2024年8月29日に鹿児島県に上陸し、日本列島に大きな爪痕を残した台風10号。宮崎市フェニックス自然動物園では台風接近に伴う強風の中、リスザルの赤ちゃんが誕生した。赤ちゃんを発見した飼育員は「風も強く、不安な中での出産になったと思います。 お母さんも赤ちゃんも良く頑張ってくれました」と動物園のX(旧Twitter)でエピソードが紹介されている。
台風や予期せぬ地震の発生など、災害時に求められる動物園の安全対策。来場者と動物の「命を守る」、飼育員の奮闘を紹介する。
地震発生時の動物園内は?
8月8日に日向灘で発生した地震により、日南市で震度6弱、宮崎市・都城市・串間市で震度5強の揺れを観測した。
この記事の画像(6枚)地震発生当時、宮崎市フェニックス自然動物園には家族連れなど約250人の来場者がいて、急遽、安全確保が求められた。
日向灘沿岸に津波注意報が発表される中、飼育員18人が動物舎の安全を確認しつつ、他部署のスタッフとともに手分けして避難を呼びかけ、高台へと誘導し、けが人は出なかった。
宮崎市フェニックス自然動物園 青木大治さん:
日頃から地震や火災などに備え、定期的に避難訓練も実施していますので、比較的スムーズに高台への避難誘導を終えることができました。
一方で動物たちの安全確保は…
台風接近に伴い、飼育員がミミナガヤギを屋内へ避難誘導した。
飼育員を追いかけるミミナガヤギ様子がXで話題に。
宮崎市フェニックス自然動物園 飼育員 福地善信さん:
飼育員の後を一生懸命追いかけて、安全な場所へ移動してくれました。移動した後は、エサの乾草もモリモリ食べてくれました。ちなみに、台風が去った後は、また飼育員の後を追いかけ、足取り軽やかに展示場まで移動してくれました。
7月25日に生まれたマンドリルの赤ちゃん(オス)の名前が「ヒナタ」に決定。 地震や台風を乗り越え、元気にスクスク成長。地震発生時は、寝室にいて騒ぐことなく落ち着いた様子だった。

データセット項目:
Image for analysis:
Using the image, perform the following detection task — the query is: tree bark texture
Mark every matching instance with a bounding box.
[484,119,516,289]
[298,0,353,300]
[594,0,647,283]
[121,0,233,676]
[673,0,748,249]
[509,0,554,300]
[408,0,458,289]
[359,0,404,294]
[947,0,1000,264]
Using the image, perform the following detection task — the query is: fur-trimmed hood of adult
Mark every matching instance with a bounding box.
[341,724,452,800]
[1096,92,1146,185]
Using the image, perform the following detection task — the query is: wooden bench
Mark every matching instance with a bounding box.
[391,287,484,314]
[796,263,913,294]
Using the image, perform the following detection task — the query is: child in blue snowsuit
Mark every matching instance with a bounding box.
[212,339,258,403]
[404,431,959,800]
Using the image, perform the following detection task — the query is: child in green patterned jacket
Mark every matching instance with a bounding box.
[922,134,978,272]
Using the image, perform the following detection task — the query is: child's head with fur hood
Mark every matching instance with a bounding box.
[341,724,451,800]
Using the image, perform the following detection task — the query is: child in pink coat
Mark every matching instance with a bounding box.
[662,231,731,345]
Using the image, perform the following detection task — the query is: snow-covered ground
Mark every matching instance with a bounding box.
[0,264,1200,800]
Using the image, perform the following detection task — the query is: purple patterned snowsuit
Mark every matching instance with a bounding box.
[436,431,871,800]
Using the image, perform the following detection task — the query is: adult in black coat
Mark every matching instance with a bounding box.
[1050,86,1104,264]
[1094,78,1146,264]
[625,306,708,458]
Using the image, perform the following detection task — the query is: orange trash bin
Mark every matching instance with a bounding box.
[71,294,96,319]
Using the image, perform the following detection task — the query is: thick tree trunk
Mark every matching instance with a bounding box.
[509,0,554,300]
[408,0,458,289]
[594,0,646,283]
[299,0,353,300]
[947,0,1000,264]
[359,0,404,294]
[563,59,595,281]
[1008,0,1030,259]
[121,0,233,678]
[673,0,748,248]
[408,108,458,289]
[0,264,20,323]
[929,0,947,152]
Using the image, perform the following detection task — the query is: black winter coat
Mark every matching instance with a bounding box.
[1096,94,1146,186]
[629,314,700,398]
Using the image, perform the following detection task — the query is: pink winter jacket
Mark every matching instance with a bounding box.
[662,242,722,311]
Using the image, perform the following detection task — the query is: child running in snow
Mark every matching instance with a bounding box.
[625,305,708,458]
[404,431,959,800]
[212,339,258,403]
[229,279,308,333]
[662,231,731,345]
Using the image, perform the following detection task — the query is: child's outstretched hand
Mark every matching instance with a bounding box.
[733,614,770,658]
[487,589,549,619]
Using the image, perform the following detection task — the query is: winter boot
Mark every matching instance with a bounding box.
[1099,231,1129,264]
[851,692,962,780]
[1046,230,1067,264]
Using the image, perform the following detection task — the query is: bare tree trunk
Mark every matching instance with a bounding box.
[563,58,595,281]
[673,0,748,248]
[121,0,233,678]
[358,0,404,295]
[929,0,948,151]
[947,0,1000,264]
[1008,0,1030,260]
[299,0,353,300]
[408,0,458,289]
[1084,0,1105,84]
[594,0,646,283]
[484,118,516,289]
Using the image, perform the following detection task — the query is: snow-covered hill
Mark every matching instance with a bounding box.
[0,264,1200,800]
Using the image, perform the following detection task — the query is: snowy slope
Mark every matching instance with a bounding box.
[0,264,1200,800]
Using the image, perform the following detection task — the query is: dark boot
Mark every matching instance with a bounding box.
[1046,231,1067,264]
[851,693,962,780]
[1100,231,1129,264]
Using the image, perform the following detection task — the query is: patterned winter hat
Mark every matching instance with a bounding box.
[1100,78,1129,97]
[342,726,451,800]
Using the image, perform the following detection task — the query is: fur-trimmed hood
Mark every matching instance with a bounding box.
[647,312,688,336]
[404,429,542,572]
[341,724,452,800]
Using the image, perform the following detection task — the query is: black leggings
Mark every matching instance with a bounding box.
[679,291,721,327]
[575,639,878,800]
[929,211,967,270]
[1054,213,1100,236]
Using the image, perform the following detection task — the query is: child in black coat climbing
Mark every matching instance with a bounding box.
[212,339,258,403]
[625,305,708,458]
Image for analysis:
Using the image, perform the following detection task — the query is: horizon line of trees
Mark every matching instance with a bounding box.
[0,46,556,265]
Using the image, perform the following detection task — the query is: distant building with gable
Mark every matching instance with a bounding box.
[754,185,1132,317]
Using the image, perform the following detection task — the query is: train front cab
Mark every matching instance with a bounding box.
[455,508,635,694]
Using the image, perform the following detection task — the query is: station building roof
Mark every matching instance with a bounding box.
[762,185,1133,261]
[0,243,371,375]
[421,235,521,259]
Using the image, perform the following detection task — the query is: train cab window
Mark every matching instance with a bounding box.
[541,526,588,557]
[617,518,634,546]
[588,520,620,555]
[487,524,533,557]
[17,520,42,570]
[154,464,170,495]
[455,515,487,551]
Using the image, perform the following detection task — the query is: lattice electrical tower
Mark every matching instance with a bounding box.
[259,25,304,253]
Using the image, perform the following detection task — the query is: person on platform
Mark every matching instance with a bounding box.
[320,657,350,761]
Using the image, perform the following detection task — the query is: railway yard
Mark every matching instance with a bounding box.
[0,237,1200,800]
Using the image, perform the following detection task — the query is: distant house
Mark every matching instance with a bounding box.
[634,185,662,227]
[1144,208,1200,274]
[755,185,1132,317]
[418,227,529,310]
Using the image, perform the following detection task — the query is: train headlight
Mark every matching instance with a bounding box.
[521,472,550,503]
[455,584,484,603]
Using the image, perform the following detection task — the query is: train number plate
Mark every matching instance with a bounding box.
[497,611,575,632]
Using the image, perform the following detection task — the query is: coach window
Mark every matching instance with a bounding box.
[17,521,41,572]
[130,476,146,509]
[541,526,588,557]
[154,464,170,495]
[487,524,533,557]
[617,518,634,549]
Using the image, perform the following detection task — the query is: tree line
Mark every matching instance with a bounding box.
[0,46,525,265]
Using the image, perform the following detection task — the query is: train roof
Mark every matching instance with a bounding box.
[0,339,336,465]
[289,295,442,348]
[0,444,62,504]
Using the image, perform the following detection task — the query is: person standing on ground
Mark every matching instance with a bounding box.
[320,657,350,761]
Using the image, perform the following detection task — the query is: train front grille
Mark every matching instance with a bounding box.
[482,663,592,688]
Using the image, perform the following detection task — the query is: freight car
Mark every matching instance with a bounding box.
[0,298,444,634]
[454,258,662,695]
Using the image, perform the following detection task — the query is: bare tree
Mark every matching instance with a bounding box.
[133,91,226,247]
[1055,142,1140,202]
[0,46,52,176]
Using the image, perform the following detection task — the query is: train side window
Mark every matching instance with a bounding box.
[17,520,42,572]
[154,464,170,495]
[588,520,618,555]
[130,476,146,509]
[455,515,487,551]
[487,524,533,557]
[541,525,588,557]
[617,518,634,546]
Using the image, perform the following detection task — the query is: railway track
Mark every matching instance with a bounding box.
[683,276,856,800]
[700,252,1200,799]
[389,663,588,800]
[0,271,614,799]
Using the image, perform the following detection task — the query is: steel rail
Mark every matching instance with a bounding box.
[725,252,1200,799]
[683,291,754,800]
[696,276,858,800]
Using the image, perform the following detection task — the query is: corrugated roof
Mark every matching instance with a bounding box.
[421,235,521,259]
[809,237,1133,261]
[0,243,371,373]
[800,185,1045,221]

課題:
宮崎市フェニックス自然動物園の災害対策を伝える記事の続きを、最後の文の後から書き進めること。

出力結果:
1月に生まれたマサイキリンの「ヒマリ」(メス)にとっては初めての台風だった。雨風が強まる中、外を見つめていた。
宮崎市フェニックス自然動物園 飼育員 青木大治 さん:
台風10号の接近に伴い動物たちも不安な夜を過ごしましたと思います。動物園は3日間の休園となりました。普段外で過ごしている動物たちも、台風時は基本的に部屋で過ごすことになります。体調面への配慮からいつもと同じタイミングでエサを食べさせられるよう、台風が最接近する時間帯もスタッフが常駐いたしました。
台風の片付けも終わり、夕方の掃除をしていると… 虹が出ていました🌈 みんな元気だよ
宮崎市フェニックス動物園のXより
宮崎市フェニックス自然動物園 竹田正人園長:
今回の地震は久しぶりに大きかったですが、幸いなことに来園者の皆様にも動物や建物にも被害がありませんでした。また台風10号では事前の台風対策が功を奏し、地震同様に動物や建物への影響はありませんでした。地震や悪天候の中、不安を感じながらも市民のみなさんの財産である動物のために飼育作業や治療をしてくれた飼育員と獣医師に感謝しています。今後も来園者の方々の安全確保と動物たちの健康面に気を配りたいと思います。
地震や台風に備えると共に、愛らしい表情で来場者を出迎える動物たちの「命」を守るため、飼育員などスタッフの努力が続けられている。